*PASSAGE PROVIDED*
----------

[patch 033/147] mm, slub: convert kmem_cpu_slab protection to local_lock

Andrew Morton <akpm@xxxxxxxxxxxxxxxxxxxx> · Tue, 07 Sep 2021 19:54:43 -0700

From: Vlastimil Babka <vbabka@xxxxxxx>
Subject: mm, slub: convert kmem_cpu_slab protection to local_lock

Embed local_lock into struct kmem_cpu_slab and use the irq-safe versions
of local_lock instead of plain local_irq_save/restore.  On !PREEMPT_RT
that's equivalent, with better lockdep visibility.  On PREEMPT_RT that
means better preemption.

However, the cost on PREEMPT_RT is the loss of lockless fast paths which
only work with cpu freelist.  Those are designed to detect and recover
from being preempted by other conflicting operations (both fast or slow
path), but the slow path operations assume they cannot be preempted by a
fast path operation, which is guaranteed naturally with disabled irqs. 
With local locks on PREEMPT_RT, the fast paths now also need to take the
local lock to avoid races.

In the allocation fastpath slab_alloc_node() we can just defer to the
slowpath __slab_alloc() which also works with cpu freelist, but under the
local lock.  In the free fastpath do_slab_free() we have to add a new
local lock protected version of freeing to the cpu freelist, as the
existing slowpath only works with the page freelist.

Also update the comment about locking scheme in SLUB to reflect changes
done by this series.

[ Mike Galbraith <efault@xxxxxx>: use local_lock() without irq in PREEMPT_RT
  scope; debugging of RT crashes resulting in put_cpu_partial() locking changes ]
Link: https://lkml.kernel.org/r/20210904105003.11688-34-vbabka@xxxxxxx
Signed-off-by: Vlastimil Babka <vbabka@xxxxxxx>
Cc: Christoph Lameter <cl@xxxxxxxxx>
Cc: David Rientjes <rientjes@xxxxxxxxxx>
Cc: Jann Horn <jannh@xxxxxxxxxx>
Cc: Jesper Dangaard Brouer <brouer@xxxxxxxxxx>
Cc: Joonsoo Kim <iamjoonsoo.kim@xxxxxxx>
Cc: Mel Gorman <mgorman@xxxxxxxxxxxxxxxxxxx>
Cc: Pekka Enberg <penberg@xxxxxxxxxx>
Cc: Qian Cai <quic_qiancai@xxxxxxxxxxx>
Cc: Sebastian Andrzej Siewior <bigeasy@xxxxxxxxxxxxx>
Cc: Thomas Gleixner <tglx@xxxxxxxxxxxxx>
Signed-off-by: Andrew Morton <akpm@xxxxxxxxxxxxxxxxxxxx>
---

 include/linux/slub_def.h |    6 +
 mm/slub.c                |  146 ++++++++++++++++++++++++++++---------
 2 files changed, 117 insertions(+), 35 deletions(-)

----------

*SUPPLIED DATA*
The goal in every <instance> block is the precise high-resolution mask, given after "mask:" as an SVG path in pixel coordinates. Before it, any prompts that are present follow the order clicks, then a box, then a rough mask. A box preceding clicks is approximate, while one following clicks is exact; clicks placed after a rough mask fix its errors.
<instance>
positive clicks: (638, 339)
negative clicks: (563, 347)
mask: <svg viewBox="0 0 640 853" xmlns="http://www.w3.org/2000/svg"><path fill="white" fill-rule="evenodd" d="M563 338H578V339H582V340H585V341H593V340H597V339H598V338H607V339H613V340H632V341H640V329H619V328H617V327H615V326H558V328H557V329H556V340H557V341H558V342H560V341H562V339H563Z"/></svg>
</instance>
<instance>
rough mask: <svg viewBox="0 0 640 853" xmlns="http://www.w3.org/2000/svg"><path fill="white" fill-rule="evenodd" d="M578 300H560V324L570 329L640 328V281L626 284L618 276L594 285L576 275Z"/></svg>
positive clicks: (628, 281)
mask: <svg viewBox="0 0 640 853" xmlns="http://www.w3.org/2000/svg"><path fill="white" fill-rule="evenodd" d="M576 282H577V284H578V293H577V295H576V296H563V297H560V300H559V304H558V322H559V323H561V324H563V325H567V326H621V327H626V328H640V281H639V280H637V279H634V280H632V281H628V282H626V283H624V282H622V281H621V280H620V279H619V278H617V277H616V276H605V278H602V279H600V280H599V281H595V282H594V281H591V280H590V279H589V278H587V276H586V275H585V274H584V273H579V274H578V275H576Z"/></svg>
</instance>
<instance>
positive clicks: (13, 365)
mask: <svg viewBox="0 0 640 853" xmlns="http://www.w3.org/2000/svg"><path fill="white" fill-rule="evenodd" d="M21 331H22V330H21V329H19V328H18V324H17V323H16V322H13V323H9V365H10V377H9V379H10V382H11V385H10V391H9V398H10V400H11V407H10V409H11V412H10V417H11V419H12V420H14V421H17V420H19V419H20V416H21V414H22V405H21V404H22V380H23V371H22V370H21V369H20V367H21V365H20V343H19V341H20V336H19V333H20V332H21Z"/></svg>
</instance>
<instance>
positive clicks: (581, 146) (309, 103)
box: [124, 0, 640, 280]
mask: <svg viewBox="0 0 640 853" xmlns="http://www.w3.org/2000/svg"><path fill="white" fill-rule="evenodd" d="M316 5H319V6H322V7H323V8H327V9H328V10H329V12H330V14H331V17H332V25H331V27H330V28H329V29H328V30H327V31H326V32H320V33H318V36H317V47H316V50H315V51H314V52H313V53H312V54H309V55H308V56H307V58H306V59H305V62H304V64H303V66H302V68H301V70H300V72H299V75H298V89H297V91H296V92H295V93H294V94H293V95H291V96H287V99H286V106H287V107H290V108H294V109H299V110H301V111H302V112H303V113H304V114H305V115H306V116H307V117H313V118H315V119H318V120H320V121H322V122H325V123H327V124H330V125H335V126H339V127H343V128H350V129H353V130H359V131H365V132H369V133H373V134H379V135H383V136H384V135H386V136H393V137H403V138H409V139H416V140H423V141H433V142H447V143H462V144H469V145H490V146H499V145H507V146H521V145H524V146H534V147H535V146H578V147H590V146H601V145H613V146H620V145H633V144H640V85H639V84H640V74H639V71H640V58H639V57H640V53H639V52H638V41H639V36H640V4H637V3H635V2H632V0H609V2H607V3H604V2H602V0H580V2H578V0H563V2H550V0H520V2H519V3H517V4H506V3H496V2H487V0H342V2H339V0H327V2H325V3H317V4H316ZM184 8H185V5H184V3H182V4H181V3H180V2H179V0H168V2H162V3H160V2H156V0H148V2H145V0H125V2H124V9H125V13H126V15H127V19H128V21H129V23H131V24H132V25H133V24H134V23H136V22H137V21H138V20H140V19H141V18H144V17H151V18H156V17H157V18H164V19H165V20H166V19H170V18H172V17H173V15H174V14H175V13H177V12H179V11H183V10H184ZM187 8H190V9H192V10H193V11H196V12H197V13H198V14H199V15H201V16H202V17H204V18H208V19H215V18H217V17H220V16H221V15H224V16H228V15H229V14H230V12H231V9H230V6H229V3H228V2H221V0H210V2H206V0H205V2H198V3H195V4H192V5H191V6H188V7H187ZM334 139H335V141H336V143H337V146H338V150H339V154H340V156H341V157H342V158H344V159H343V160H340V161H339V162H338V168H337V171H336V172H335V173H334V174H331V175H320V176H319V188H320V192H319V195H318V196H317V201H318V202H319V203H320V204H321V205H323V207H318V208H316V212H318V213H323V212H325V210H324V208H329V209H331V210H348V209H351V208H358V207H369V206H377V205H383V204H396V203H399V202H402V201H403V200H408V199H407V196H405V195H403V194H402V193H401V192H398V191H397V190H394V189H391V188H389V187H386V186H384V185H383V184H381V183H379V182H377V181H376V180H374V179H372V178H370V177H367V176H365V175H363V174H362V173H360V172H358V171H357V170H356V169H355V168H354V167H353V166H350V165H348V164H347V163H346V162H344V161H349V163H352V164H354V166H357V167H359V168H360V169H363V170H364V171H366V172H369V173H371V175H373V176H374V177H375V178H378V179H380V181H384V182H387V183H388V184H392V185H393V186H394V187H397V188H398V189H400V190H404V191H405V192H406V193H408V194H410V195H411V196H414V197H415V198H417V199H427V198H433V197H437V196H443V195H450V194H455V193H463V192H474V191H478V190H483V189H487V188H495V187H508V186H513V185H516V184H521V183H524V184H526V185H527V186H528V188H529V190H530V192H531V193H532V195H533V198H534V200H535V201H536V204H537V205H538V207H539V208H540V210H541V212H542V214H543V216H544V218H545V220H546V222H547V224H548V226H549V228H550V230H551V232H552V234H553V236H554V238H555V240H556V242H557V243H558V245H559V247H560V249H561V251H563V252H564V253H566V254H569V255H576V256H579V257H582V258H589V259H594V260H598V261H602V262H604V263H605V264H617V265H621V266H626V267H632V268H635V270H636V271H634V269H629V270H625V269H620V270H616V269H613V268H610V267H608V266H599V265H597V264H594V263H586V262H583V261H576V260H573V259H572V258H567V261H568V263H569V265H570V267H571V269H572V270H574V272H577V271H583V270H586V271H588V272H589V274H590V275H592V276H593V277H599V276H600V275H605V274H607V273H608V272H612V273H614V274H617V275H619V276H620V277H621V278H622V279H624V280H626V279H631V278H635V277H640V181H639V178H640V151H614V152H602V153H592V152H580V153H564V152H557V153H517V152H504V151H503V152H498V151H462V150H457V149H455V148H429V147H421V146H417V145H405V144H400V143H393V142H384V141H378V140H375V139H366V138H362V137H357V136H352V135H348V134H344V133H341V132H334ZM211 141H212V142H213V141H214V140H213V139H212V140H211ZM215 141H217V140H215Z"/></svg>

----------

*PROBLEMS TO SOLVE*
**1)** Copy the rows word for word, starting with the first row and ending with the line that contains "negative clicks: (563, 347)".
**2)** Write what comes next in the SLUB local_lock patch, picking up after its last line.
The SLUB local_lock patch and the rows are separate material.

*ACTIVITY ANSWERS*
**1)**
The goal in every <instance> block is the precise high-resolution mask, given after "mask:" as an SVG path in pixel coordinates. Before it, any prompts that are present follow the order clicks, then a box, then a rough mask. A box preceding clicks is approximate, while one following clicks is exact; clicks placed after a rough mask fix its errors.
<instance>
positive clicks: (638, 339)
negative clicks: (563, 347)

**2)**
--- a/include/linux/slub_def.h~mm-slub-convert-kmem_cpu_slab-protection-to-local_lock
+++ a/include/linux/slub_def.h
@@ -10,6 +10,7 @@
 #include <linux/kfence.h>
 #include <linux/kobject.h>
 #include <linux/reciprocal_div.h>
+#include <linux/local_lock.h>
 
 enum stat_item {
 	ALLOC_FASTPATH,		/* Allocation from cpu slab */
@@ -40,6 +41,10 @@ enum stat_item {
 	CPU_PARTIAL_DRAIN,	/* Drain cpu partial to node partial */
 	NR_SLUB_STAT_ITEMS };
 
+/*
+ * When changing the layout, make sure freelist and tid are still compatible
+ * with this_cpu_cmpxchg_double() alignment requirements.
+ */
 struct kmem_cache_cpu {
 	void **freelist;	/* Pointer to next available object */
 	unsigned long tid;	/* Globally unique transaction id */
@@ -47,6 +52,7 @@ struct kmem_cache_cpu {
 #ifdef CONFIG_SLUB_CPU_PARTIAL
 	struct page *partial;	/* Partially allocated frozen slabs */
 #endif
+	local_lock_t lock;	/* Protects the fields above */
 #ifdef CONFIG_SLUB_STATS
 	unsigned stat[NR_SLUB_STAT_ITEMS];
 #endif
--- a/mm/slub.c~mm-slub-convert-kmem_cpu_slab-protection-to-local_lock
+++ a/mm/slub.c
@@ -46,13 +46,21 @@
 /*
  * Lock order:
  *   1. slab_mutex (Global Mutex)
- *   2. node->list_lock
- *   3. slab_lock(page) (Only on some arches and for debugging)
+ *   2. node->list_lock (Spinlock)
+ *   3. kmem_cache->cpu_slab->lock (Local lock)
+ *   4. slab_lock(page) (Only on some arches or for debugging)
+ *   5. object_map_lock (Only for debugging)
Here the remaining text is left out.